Text under study section start

One in four smokers who carry a gene mutation found in 2% of the population will develop lung cancer, a large-scale study has shown
The defective gene, known as BRCA2, has long been linked to breast and ovarian cancers.
Scientists found that a specific flaw in the gene almost doubles the overall risk of lung cancer.
A quarter of smokers, who generally have a 13% life-time risk of lung cancer, were predicted to develop the disease if they had the mutation.
Of the 10 million adults who smoke in the UK, up to 200,000 are thought to fall into this category.
Study leader Professor Richard Houlston, from the Institute of Cancer Research in London, said: “Our results show that some smokers with BRCA2 mutations are at an enormous risk of lung cancer - somewhere in the region of 25% over their lifetime.
“Lung cancer claims more than a million lives a year worldwide and is by far the biggest cancer killer in the UK. We know that the single biggest thing we can do to reduce death rates is to persuade people not to smoke, and our new findings make plain that this is even more critical in people with an underlying genetic risk.”

Text under study section end
Data for analysis section start

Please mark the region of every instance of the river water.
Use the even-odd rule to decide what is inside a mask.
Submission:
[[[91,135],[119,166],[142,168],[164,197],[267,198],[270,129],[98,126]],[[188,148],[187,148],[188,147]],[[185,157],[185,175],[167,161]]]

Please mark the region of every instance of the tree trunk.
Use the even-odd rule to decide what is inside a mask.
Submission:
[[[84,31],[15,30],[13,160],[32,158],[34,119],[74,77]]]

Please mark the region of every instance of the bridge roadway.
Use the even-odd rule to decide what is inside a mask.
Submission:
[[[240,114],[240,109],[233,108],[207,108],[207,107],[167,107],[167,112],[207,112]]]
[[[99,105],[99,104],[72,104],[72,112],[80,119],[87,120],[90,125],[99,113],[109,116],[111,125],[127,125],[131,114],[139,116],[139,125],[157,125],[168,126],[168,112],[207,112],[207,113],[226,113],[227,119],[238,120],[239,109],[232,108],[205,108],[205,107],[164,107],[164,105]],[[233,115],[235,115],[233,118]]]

Data for analysis section end
Data for analysis section start

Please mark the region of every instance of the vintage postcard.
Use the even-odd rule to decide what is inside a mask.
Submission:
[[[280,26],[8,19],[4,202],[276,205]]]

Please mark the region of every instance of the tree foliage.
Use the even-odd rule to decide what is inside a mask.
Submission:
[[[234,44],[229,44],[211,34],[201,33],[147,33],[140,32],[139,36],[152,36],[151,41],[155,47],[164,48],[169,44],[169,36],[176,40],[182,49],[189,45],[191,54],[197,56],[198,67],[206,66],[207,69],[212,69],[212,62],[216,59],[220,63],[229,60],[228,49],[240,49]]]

Data for analysis section end

Problems and tasks:
1. Using the BRCA2 passage, decide whether each statement agrees with it. For each, answer yes or no and quote the deciding words. (a) BRCA2 has long been linked to breast and ovarian cancers. (b) The mutation is found in 20% of the population. (c) Smokers generally have a 25% lifetime risk of lung cancer.
2. According to the BRCA2 passage, how many adults smoke in the UK?
3. In the BRCA2 passage, why does Professor Houlston say that persuading people not to smoke is even more critical for some people?
The rows are not used in any of the work here.

Task-by-task outputs:
1.
(a) Yes: "has long been linked to breast and ovarian cancers."
(b) No: "found in 2% of the population"
(c) No: "who generally have a 13% life-time risk of lung cancer"

2. 10 million.

3. His team's findings show that some smokers with BRCA2 mutations face an enormous lifetime risk of lung cancer, around 25%. Preventing smoking therefore matters even more for people with an underlying genetic risk.